* _TASK ITEM A_:
According to the abstract, which instrument was used to measure anxiety?
* _TASK ITEM B_:
Print the portion of the abstract that begins at the words "Result: Anxiety symptoms" and stops after the words "the AD continuum.".

* _PASSAGE PROVIDED_:
════════════════════
Background: Anxiety is prevalent among cognitively unimpaired older adults and is associated with accelerated amyloid-ß-related cognitive decline and incident cognitive impairment. Investigating these mechanisms is challenging due to low pathologic burden, high individual variability, and subsyndromal level of symptoms. Recently, brain networks involved in AD were successfully localized by mapping the brain connectivity of atrophy patterns associated with memory impairment and delusions. In this study, we investigated anxiety symptoms in older adults with elevated amyloid-ß using the novel method of atrophy network mapping.
Method: We utilized baseline data from ∼1800 cognitively unimpaired older adults, aged 65-85, from the Anti-Amyloid in Asymptomatic Alzheimer's Disease (A4) trial, including clinical assessment of anxiety measured by the 6-item State-Trait Anxiety Inventory as well as structural brain MRI and amyloid-ß (18F-florbetapir) PET acquisitions. We generated a vertex-wise general linear model of cortical thickness to create individualized atrophy maps for each participant with elevated amyloid-ß deposition, using data from older adults with low amyloid-ß deposition as a control group. Then, we used a normative human connectome (n = 1000) to estimate the functional connectivity of each participant's unique atrophy pattern. From the network connectivity maps, we identified atrophy-based brain networks associated with higher anxiety. To validate this brain network, we performed a spatial correlation with a pre-established anxiosomatic network derived from focal brain stimulation sites that selectively modify anxiety and assessed significance using permutation testing. We hypothesized that atrophy patterns associated with greater anxiety would correspond to this anxiosomatic network.
Result: Anxiety symptoms localized to a distinct brain network based on individuals' atrophy patterns. The identified brain network was correlated to the anxiosomatic network (r = 0.65), and the correlation was stronger when controlled for depressive symptoms (r = 0.67). The network was more similar to the anxiosomatic network than expected by chance (p<0.05).
Conclusion: We identified a brain network associated with anxiety symptoms in cognitively unimpaired older adults with elevated amyloid-ß. These findings help elucidate a neuropathophysiology of anxiety in preclinical AD and, possibly, its role in disease progression. The brain network identified in this project could yield new neurostimulation targets for anxiety in older adults across the AD continuum.
════════════════════
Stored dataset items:
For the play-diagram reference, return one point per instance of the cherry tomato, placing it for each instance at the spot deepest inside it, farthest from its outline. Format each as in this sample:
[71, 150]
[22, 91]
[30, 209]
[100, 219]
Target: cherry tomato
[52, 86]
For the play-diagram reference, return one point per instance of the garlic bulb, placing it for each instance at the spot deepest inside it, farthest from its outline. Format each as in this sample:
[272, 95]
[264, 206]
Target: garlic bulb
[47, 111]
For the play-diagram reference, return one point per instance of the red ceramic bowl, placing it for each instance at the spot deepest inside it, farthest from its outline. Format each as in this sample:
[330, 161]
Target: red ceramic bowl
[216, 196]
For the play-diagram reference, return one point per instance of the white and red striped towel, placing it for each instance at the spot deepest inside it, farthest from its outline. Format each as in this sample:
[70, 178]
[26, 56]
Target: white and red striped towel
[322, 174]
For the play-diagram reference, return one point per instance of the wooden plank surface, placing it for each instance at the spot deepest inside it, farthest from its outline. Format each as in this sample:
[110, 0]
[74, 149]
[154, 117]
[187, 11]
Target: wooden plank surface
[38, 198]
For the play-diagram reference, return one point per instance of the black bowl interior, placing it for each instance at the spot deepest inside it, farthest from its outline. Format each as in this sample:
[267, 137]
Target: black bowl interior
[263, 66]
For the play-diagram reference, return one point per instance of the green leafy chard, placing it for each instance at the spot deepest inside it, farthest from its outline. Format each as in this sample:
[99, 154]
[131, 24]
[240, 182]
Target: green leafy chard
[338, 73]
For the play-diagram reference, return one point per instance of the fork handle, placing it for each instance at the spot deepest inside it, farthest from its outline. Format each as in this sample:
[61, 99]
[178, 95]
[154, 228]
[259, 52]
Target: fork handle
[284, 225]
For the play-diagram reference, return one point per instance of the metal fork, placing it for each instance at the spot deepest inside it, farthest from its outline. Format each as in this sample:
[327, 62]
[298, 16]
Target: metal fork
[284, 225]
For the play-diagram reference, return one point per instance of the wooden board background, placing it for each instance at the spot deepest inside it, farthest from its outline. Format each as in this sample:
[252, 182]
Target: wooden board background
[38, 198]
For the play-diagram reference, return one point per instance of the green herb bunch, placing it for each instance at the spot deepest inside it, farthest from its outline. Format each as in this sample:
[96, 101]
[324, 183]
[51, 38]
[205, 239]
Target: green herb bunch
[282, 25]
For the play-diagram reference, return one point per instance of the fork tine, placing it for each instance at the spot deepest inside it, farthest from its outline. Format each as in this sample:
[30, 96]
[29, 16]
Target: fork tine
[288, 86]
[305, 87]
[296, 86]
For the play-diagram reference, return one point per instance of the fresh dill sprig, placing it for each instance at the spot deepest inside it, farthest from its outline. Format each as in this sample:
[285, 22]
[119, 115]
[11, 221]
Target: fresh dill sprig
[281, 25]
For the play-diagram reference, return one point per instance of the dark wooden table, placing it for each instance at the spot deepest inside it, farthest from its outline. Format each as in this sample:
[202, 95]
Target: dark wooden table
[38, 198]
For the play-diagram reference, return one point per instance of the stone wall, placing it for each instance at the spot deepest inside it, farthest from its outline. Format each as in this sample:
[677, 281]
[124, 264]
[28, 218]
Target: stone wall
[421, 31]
════════════════════
* _ANSWER AREA A_:
The 6-item State-Trait Anxiety Inventory.

* _ANSWER AREA B_:
Result: Anxiety symptoms localized to a distinct brain network based on individuals' atrophy patterns. The identified brain network was correlated to the anxiosomatic network (r = 0.65), and the correlation was stronger when controlled for depressive symptoms (r = 0.67). The network was more similar to the anxiosomatic network than expected by chance (p<0.05).
Conclusion: We identified a brain network associated with anxiety symptoms in cognitively unimpaired older adults with elevated amyloid-ß. These findings help elucidate a neuropathophysiology of anxiety in preclinical AD and, possibly, its role in disease progression. The brain network identified in this project could yield new neurostimulation targets for anxiety in older adults across the AD continuum.